------ Document text
Thursday, September 30, 2010

My Crazy Family: Grandmother Read

.
Let's get one thing straight before I go any further down this road. When I write the adjective "crazy" in the phrase "My Crazy Family," I am in fact speaking only of my nuclear family: my parents and siblings. However, I am not going to start a separate column called "My Extended Family" just to illustrate the finer points of the family tree. My grandmother is family, but she is not crazy, nor is the grandmother I mentioned in the previous blog column. They have played their roles in the raising of my parents, but I am largely unaware of the precise details of their influence. Bottom line, they're family, so they get lumped up with all the rest of us nuts.
.
Today, my parents and I drove up to Austin to visit my grandmother, uncle, and aunt from the DFW area. They met us halfway. In a few days, my grandmother will turn 95, and the family is both thrilled and impressed. I bet she is, too.
.
Grandmother Read is still entirely self-sufficient. She lives alone and takes care of her basic needs, such as cooking, cleaning, and paying the bills. She drives to the store and to church, though I do wonder about her behind the wheel. Her car which she purchased in the 1980s barely has 30,000 miles on it.
.
Grandmother doesn't talk a whole lot. The conversation at the lunch table passed mainly between the two husband-wife pairs and me. When the food came out, it was entertaining to see my dad and uncle fuss over my grandma's food, making sure she had what she wanted on her plate and a little extra. She ate for the most part in silence.
.
------------
------ Given entries
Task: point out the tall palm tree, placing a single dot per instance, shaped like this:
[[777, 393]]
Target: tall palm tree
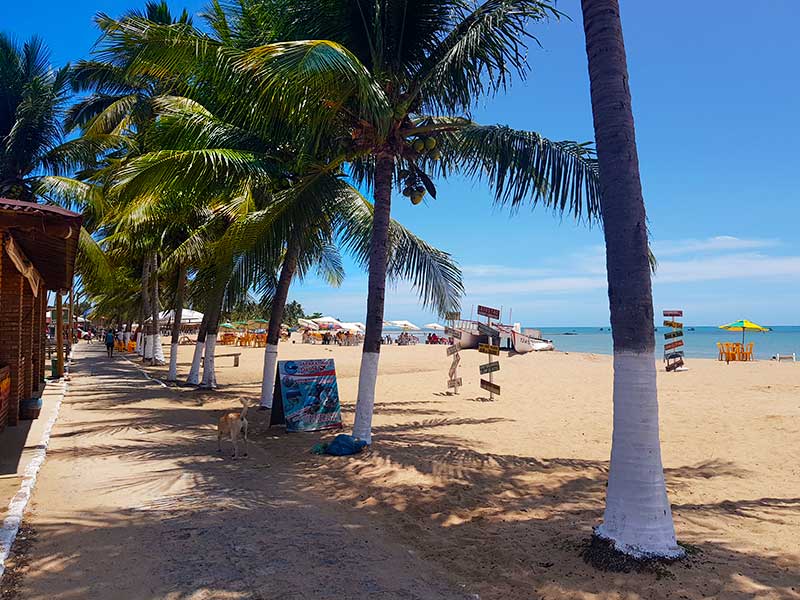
[[638, 518], [387, 87], [33, 99]]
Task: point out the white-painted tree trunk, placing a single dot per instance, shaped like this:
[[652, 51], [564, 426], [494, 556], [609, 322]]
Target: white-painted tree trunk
[[194, 371], [173, 362], [638, 517], [365, 403], [209, 376], [158, 349], [268, 378]]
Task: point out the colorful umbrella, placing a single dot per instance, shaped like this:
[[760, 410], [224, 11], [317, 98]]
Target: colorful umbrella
[[744, 325]]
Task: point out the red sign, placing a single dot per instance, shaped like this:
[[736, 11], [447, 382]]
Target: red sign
[[485, 311], [672, 345]]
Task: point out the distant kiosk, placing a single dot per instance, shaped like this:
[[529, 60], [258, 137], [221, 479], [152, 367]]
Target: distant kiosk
[[673, 341]]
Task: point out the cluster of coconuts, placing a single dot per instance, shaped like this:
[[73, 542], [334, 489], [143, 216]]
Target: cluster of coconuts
[[423, 145]]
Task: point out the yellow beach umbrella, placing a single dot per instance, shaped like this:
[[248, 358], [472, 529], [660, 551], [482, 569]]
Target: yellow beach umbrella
[[744, 325]]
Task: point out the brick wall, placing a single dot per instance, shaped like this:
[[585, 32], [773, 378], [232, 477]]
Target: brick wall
[[11, 332]]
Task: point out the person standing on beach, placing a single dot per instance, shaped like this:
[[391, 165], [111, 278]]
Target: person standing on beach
[[110, 342]]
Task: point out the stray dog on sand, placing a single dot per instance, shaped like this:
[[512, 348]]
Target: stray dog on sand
[[234, 424]]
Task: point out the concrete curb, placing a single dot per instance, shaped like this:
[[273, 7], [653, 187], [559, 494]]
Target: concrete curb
[[18, 504]]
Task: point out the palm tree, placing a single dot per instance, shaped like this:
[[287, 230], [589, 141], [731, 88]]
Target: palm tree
[[33, 98], [386, 88], [638, 519]]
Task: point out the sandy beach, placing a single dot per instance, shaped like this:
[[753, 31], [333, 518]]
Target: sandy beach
[[502, 495]]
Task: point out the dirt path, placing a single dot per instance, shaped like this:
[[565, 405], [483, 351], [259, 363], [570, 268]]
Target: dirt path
[[133, 502]]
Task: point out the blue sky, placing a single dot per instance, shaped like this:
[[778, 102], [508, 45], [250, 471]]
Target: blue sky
[[715, 95]]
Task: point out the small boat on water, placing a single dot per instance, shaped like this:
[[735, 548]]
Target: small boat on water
[[524, 343]]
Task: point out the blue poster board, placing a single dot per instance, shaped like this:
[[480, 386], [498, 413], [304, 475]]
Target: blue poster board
[[306, 395]]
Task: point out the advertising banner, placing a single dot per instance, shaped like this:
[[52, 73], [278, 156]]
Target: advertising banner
[[306, 395]]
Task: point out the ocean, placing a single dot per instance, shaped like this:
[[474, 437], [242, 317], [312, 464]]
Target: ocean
[[699, 342]]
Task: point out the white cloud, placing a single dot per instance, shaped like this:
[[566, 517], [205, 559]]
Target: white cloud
[[719, 243]]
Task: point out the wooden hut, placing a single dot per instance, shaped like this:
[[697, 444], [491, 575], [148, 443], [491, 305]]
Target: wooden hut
[[38, 244]]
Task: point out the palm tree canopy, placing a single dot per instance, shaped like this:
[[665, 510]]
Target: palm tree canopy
[[32, 101]]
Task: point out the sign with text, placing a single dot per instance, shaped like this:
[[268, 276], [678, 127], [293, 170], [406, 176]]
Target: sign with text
[[490, 387], [454, 366], [489, 368], [486, 311], [675, 365], [306, 396], [489, 349], [672, 345], [455, 333], [486, 330]]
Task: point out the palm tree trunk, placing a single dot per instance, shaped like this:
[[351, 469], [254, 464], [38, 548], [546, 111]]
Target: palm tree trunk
[[147, 344], [194, 372], [209, 374], [158, 350], [176, 325], [638, 518], [275, 319], [378, 258]]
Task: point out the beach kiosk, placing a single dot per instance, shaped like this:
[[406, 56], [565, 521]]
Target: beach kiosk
[[38, 244]]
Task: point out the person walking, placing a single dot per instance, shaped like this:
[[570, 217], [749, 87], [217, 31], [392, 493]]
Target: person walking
[[110, 342]]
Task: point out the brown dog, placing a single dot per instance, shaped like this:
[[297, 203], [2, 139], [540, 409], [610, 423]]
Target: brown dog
[[233, 424]]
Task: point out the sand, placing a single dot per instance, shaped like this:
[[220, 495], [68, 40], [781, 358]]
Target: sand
[[499, 498]]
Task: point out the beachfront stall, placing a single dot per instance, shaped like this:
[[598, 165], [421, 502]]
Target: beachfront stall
[[38, 245]]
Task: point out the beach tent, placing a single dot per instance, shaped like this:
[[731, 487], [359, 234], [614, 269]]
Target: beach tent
[[405, 325], [328, 323], [188, 316], [744, 325], [308, 323]]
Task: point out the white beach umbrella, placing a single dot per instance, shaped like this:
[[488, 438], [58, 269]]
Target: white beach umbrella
[[328, 323], [188, 316], [308, 323]]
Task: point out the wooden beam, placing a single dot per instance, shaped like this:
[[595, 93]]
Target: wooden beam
[[59, 335]]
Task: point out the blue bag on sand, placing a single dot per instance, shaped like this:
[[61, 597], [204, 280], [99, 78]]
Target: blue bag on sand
[[344, 444]]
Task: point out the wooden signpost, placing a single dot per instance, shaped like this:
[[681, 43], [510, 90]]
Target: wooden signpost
[[673, 358], [490, 349], [453, 382]]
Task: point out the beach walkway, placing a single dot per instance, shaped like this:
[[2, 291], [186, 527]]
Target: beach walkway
[[133, 502]]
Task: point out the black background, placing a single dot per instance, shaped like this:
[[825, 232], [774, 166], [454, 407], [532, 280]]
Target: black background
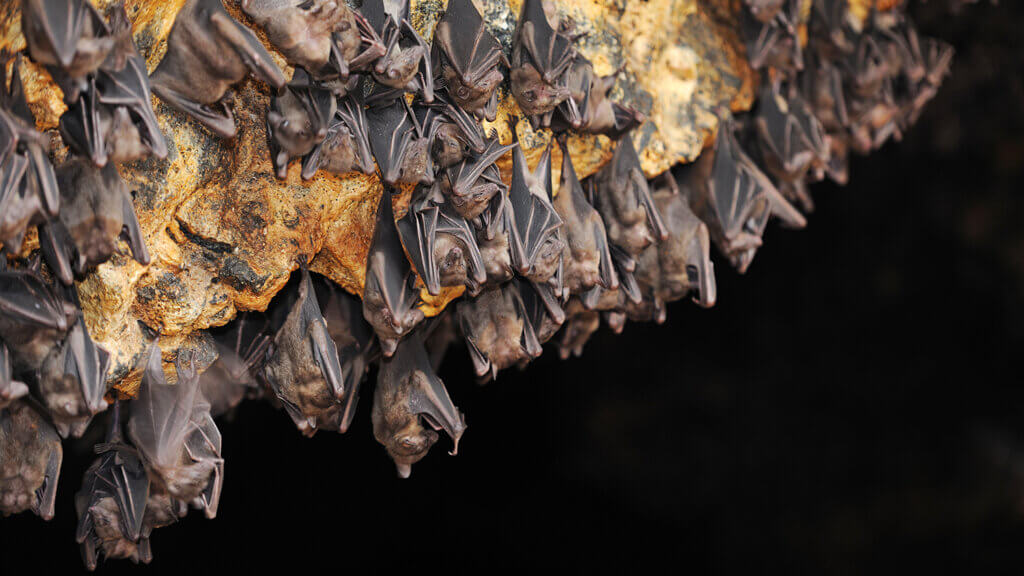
[[852, 404]]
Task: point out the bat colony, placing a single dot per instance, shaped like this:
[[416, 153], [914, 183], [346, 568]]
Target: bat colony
[[539, 261]]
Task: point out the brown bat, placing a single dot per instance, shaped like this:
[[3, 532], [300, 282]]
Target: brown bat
[[113, 119], [208, 51], [69, 37], [178, 442], [96, 213], [389, 297], [31, 464], [466, 56], [622, 197], [541, 55], [298, 120], [498, 330], [411, 404], [587, 258], [406, 66], [440, 242], [302, 365], [325, 37]]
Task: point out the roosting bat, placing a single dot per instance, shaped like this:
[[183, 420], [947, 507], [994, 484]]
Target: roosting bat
[[346, 146], [406, 65], [498, 330], [298, 120], [411, 404], [325, 37], [33, 319], [466, 55], [587, 258], [208, 52], [440, 242], [399, 144], [73, 381], [540, 56], [623, 199], [302, 365], [97, 213], [389, 298], [112, 501], [171, 427], [69, 37], [31, 464]]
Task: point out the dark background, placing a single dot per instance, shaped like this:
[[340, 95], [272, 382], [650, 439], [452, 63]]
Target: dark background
[[853, 404]]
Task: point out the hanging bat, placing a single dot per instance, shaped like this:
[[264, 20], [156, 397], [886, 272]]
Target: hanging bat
[[540, 58], [729, 194], [168, 424], [72, 381], [399, 144], [208, 52], [587, 258], [112, 501], [466, 56], [325, 37], [346, 147], [97, 213], [33, 320], [113, 119], [298, 120], [389, 298], [411, 404], [472, 183], [537, 245], [302, 365], [69, 37], [623, 198], [10, 389], [31, 466], [498, 330], [406, 65], [440, 242]]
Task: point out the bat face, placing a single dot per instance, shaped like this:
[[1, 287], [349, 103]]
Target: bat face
[[411, 404], [207, 52], [31, 467]]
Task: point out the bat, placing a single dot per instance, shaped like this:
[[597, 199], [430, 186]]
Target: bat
[[31, 467], [389, 298], [302, 365], [325, 37], [170, 426], [97, 213], [406, 66], [10, 389], [411, 404], [346, 147], [72, 381], [399, 144], [540, 58], [441, 243], [113, 119], [471, 184], [298, 120], [536, 242], [729, 194], [498, 330], [112, 502], [586, 257], [69, 37], [208, 51], [623, 198], [466, 56], [33, 320]]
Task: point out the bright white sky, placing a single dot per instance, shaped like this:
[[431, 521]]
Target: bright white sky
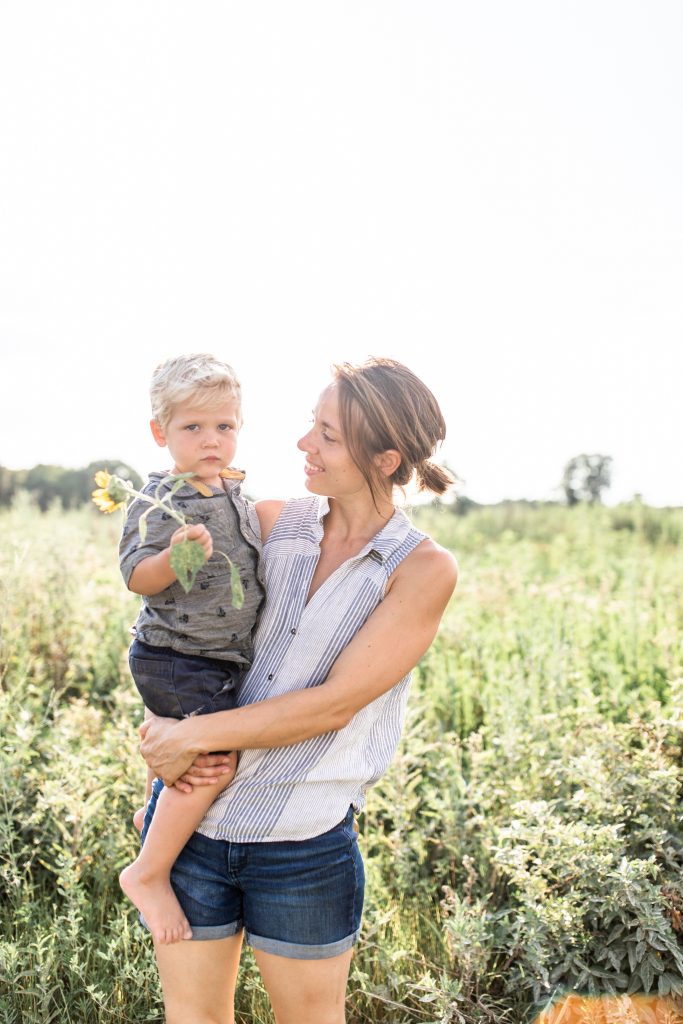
[[488, 192]]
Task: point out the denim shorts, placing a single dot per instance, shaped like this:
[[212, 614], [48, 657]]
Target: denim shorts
[[298, 899], [177, 685]]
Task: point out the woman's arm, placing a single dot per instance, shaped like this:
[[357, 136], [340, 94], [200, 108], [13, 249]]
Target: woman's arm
[[391, 642]]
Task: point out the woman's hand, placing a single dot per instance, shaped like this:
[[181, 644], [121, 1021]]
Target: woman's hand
[[168, 752], [207, 769]]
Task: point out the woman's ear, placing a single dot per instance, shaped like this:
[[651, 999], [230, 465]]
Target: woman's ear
[[158, 433], [387, 462]]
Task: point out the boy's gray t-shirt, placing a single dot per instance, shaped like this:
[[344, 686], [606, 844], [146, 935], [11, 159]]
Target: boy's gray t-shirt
[[204, 621]]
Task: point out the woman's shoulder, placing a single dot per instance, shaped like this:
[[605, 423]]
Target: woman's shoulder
[[268, 510], [429, 562]]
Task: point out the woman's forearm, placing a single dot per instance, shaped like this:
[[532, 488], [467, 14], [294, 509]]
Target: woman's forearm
[[276, 722], [170, 747]]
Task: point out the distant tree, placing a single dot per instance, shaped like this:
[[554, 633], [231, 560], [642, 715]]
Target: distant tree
[[70, 486], [585, 477]]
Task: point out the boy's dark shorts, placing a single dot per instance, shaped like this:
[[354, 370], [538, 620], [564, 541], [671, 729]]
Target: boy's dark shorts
[[177, 685]]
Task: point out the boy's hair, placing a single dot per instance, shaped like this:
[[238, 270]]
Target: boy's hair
[[199, 376]]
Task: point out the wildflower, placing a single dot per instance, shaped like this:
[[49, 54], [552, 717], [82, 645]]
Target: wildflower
[[112, 493]]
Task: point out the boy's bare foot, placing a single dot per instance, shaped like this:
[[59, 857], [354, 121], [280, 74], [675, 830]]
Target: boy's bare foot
[[158, 903]]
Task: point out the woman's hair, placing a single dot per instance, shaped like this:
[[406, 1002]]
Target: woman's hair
[[199, 376], [383, 406]]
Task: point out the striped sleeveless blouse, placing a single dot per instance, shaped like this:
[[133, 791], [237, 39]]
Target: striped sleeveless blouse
[[298, 792]]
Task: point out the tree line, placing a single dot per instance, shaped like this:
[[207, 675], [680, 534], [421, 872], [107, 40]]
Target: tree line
[[584, 479], [55, 483]]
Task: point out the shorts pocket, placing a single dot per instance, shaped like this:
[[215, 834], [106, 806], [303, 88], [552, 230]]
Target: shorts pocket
[[155, 684]]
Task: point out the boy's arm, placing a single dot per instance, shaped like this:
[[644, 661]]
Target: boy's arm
[[155, 573]]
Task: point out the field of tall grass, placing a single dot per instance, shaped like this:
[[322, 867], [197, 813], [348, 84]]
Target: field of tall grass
[[526, 843]]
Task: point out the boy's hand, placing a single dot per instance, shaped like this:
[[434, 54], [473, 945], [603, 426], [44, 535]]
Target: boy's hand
[[208, 769], [197, 532]]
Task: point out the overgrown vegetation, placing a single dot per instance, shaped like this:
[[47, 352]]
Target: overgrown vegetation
[[527, 841]]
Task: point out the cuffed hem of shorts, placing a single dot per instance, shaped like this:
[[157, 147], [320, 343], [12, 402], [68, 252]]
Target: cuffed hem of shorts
[[204, 933], [296, 950]]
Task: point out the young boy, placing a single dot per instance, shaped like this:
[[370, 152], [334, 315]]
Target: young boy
[[189, 650]]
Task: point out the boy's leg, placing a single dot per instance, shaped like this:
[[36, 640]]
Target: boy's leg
[[198, 980], [146, 881]]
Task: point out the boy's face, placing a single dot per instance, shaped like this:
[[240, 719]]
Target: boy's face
[[202, 441]]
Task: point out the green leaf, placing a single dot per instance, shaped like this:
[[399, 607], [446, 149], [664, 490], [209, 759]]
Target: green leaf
[[186, 559]]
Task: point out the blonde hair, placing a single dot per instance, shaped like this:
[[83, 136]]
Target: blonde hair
[[198, 376], [383, 406]]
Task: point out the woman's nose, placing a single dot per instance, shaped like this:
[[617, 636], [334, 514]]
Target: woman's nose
[[304, 443]]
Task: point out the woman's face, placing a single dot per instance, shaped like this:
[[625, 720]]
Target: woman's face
[[330, 469]]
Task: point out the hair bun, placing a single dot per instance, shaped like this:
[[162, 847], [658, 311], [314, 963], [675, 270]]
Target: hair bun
[[433, 477]]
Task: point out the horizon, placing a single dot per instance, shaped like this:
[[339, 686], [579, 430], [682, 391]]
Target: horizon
[[492, 197]]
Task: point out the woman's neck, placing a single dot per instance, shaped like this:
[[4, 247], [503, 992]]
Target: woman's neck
[[357, 519]]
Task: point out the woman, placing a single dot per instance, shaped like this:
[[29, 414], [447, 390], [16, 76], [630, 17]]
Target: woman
[[354, 597]]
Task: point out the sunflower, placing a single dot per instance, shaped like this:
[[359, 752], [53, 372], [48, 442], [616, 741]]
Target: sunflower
[[111, 494]]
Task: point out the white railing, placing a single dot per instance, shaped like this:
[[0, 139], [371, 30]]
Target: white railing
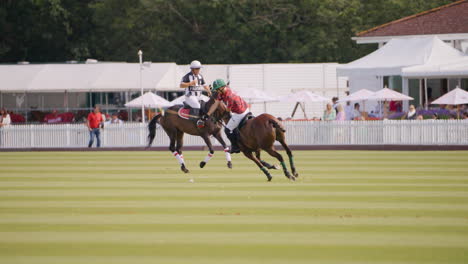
[[389, 132]]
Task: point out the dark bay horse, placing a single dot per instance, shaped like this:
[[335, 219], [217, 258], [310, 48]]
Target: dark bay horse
[[176, 127], [260, 133]]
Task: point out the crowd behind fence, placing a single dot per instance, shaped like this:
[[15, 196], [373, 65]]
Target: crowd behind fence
[[388, 132]]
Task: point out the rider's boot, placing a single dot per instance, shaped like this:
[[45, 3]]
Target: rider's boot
[[233, 137], [195, 115]]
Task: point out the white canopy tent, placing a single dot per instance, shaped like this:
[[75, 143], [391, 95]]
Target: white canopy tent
[[455, 97], [149, 100], [389, 95], [400, 53], [455, 68], [395, 56], [301, 97], [255, 96], [360, 95], [89, 77]]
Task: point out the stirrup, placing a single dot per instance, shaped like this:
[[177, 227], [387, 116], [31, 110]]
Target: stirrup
[[200, 123], [234, 149]]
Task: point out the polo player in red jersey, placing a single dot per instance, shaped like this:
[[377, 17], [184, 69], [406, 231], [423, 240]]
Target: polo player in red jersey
[[235, 104]]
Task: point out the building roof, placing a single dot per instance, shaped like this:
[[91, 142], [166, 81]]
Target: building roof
[[447, 19]]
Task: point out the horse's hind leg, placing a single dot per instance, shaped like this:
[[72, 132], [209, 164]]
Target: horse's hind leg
[[266, 164], [250, 155], [179, 141], [225, 147], [210, 154], [291, 159], [275, 154]]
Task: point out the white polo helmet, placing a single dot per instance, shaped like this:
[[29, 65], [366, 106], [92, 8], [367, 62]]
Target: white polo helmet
[[195, 65]]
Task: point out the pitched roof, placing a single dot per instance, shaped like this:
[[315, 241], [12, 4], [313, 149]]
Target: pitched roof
[[447, 19]]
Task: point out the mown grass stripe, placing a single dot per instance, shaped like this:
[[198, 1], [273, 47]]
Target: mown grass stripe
[[346, 207]]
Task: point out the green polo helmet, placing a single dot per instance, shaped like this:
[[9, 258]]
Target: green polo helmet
[[218, 84]]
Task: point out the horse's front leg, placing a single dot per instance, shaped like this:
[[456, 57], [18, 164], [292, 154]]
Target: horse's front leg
[[250, 155], [207, 140], [225, 147]]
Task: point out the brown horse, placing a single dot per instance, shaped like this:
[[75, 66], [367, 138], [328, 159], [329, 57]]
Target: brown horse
[[260, 133], [176, 127]]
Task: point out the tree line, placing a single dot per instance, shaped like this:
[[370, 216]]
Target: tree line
[[213, 31]]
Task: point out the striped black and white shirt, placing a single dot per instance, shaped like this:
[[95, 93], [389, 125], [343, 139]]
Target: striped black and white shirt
[[190, 77]]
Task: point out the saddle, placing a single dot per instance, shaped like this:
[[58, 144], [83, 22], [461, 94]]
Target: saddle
[[244, 120], [186, 112]]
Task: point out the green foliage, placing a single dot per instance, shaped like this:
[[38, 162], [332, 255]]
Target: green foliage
[[213, 31]]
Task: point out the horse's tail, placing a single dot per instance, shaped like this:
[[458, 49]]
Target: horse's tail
[[152, 129], [276, 124]]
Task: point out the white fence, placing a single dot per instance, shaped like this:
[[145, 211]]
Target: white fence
[[390, 132]]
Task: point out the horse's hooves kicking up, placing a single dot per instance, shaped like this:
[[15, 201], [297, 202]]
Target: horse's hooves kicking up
[[184, 169]]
------------
What the task asks. In the blog post about Grandmother Read, how many miles are on the car she bought in the 1980s?

Correct response. It barely has 30,000 miles on it.